▶ _Stated problem_
Give as a JSON list of strings the stretch of rows from the line containing "Where can you see the snow bank" through the end of the rows, one string for each line and no blank lines.

-- The input start --

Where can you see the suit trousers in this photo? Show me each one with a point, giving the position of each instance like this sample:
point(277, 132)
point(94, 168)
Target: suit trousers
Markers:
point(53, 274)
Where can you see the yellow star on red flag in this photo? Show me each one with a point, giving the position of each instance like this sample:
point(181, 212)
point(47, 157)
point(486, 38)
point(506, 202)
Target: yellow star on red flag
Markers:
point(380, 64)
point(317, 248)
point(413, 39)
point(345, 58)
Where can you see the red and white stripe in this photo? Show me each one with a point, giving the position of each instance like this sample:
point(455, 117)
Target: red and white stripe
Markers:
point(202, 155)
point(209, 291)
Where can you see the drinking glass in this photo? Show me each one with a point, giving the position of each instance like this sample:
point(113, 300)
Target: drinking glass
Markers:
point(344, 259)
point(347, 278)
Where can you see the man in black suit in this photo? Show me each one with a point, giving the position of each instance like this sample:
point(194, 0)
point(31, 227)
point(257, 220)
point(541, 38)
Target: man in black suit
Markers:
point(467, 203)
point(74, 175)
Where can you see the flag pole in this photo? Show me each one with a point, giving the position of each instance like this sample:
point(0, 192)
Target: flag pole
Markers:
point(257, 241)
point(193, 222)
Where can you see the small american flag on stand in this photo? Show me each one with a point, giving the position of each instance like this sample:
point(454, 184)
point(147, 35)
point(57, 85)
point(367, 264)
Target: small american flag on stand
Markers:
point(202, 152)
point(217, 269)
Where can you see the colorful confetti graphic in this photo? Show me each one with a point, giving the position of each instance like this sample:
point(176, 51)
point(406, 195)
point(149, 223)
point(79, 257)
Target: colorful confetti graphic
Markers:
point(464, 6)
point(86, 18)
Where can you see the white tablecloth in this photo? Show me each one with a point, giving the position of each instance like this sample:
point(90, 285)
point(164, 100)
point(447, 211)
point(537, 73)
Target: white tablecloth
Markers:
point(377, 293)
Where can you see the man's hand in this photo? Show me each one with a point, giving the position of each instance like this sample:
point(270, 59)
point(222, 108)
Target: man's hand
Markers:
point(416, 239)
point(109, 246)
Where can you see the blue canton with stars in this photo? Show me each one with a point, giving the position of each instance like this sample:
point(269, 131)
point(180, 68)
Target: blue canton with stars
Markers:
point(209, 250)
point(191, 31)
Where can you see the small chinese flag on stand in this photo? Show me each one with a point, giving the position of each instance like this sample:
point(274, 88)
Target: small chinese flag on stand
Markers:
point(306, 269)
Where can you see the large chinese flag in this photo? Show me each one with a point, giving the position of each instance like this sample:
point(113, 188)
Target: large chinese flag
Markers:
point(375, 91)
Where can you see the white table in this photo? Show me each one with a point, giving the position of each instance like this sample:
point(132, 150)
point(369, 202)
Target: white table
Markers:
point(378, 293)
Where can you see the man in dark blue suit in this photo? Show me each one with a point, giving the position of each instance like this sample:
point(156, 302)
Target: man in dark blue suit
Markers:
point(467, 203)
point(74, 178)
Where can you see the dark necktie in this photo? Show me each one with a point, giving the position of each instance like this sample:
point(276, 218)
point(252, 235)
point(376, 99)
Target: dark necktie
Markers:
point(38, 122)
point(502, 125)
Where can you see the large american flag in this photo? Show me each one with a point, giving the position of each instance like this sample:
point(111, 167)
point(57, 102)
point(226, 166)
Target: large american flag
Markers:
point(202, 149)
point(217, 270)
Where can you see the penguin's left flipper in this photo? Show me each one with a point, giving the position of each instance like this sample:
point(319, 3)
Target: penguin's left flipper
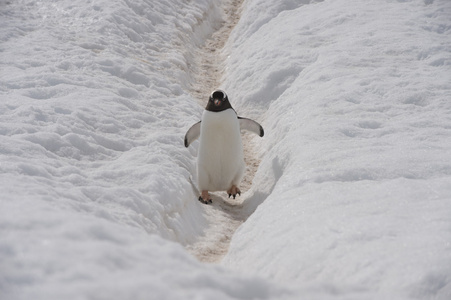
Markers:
point(205, 201)
point(192, 134)
point(251, 125)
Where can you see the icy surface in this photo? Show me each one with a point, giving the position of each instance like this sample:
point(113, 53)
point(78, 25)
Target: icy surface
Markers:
point(356, 164)
point(353, 195)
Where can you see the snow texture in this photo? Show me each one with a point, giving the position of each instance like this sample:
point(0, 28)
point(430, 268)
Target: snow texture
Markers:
point(352, 199)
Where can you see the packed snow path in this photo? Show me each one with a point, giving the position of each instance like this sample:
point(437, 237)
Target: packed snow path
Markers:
point(225, 215)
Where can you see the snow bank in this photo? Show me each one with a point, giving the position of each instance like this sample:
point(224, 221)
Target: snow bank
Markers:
point(94, 177)
point(354, 186)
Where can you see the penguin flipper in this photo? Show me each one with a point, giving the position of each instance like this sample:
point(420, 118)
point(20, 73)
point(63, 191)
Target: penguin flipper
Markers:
point(251, 125)
point(192, 134)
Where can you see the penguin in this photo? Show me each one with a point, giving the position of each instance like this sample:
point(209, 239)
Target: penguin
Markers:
point(220, 160)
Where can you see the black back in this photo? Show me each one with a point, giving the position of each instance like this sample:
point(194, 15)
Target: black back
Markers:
point(218, 101)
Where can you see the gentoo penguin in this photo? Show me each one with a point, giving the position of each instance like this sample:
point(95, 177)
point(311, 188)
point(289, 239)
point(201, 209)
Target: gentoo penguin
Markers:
point(220, 161)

-- The input end --

▶ _Result of the exercise_
[
  "Where can you see the snow bank in this photo? Show me each one with a point, giving the position of each instance like this sample:",
  "point(224, 221)",
  "Target: snow bank",
  "Markers:",
  "point(94, 177)",
  "point(354, 186)",
  "Where can you see the penguin flipper in this photo? Show me each one with a point, giving the position of each instance like this sample:",
  "point(420, 118)",
  "point(20, 73)",
  "point(63, 191)",
  "Target: penguin flipper",
  "Markers:",
  "point(251, 125)",
  "point(192, 134)",
  "Where can you see the penguin in this photo? Show me each one with a point, giving the position of each instance like this sample:",
  "point(209, 239)",
  "Target: penguin",
  "Markers:",
  "point(220, 160)",
  "Where can you see the black back in this photo? Show me each one with a point, giving the position of each instance like this sample:",
  "point(194, 15)",
  "Target: black back",
  "Markers:",
  "point(218, 101)",
  "Where can you see the gentoo penguin in this photo? Show me each one with a point, giving the position of each instance like this sample:",
  "point(95, 177)",
  "point(311, 188)",
  "point(289, 239)",
  "point(201, 209)",
  "Target: gentoo penguin",
  "Markers:",
  "point(220, 161)"
]